* **DOCUMENT SEGMENT**:
First, navigate to your Git repository’s .git/hooks/ directory:

cd path/to/your/repo/.git/hooks/

Next, create a file named pre-commit:

touch pre-commit

and make it executable:

chmod +x pre-commit

Finally, edit the pre-commit file and add the following script:

#!/bin/bash

# Set the size limit in bytes (e.g., 5MB = 5242880 bytes)
MAX_SIZE=5242880

# Detect the operating system to use the correct stat syntax
if [[ "$OSTYPE" == "darwin"* ]]; then
    # macOS
    STAT_CMD="stat -f%z"
else
    # Linux and other Unix-like systems
    STAT_CMD="stat -c%s"
fi

# Find files that exceed the size limit
large_files=$(git diff --cached --name-only --diff-filter=A | while read -r file; do
    if [ -f "$file" ]; then
        file_size=$($STAT_CMD "$file")
        if [ "$file_size" -gt "$MAX_SIZE" ]; then
            echo "$file"
        fi
    fi
done)

if [ -n "$large_files" ]; then
    echo "Error: The following files are larger than the allowed limit of $(($MAX_SIZE / 1024 / 1024))MB:"
    echo "$large_files"
    exit 1
fi

exit 0

And that’s it! You should now be protected from committing very large files to your Git repository. To test if it works, generate a large file:

echo "This is a large file." > large_file.blob
# Simulate a large file by adding 10MB of random data
head -c 10M /dev/urandom > large_file.blob

and attempt to git add and git commit it:

git add large_file.blob
git commit -m "Test commit with a large file"

You should see a message like:

Error: The following files are larger than the allowed limit of 5MB:
large_file.blob

Don’t forget to commit the pre-commit file itself to the repository once you’ve verified that it works!

* **RECORDED DATA**:

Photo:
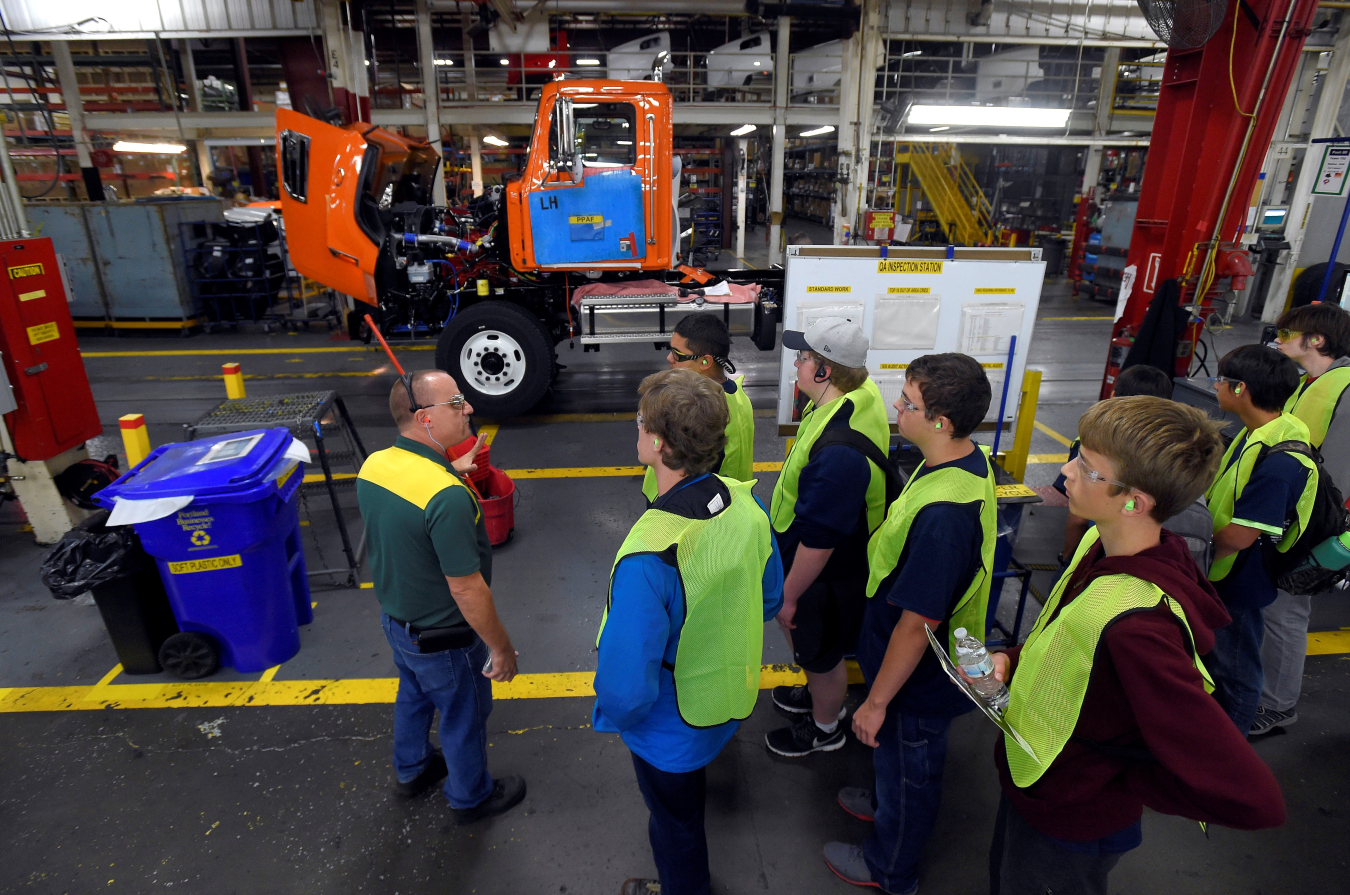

* **GIVEN REQUEST**: Copy word for word the stretch of the pre-commit hook guide that begins at the words "Next, create a" and stops after the words "5MB = 5242880 bytes)".

* **RESULT BELOW**:
Next, create a file named pre-commit:

touch pre-commit

and make it executable:

chmod +x pre-commit

Finally, edit the pre-commit file and add the following script:

#!/bin/bash

# Set the size limit in bytes (e.g., 5MB = 5242880 bytes)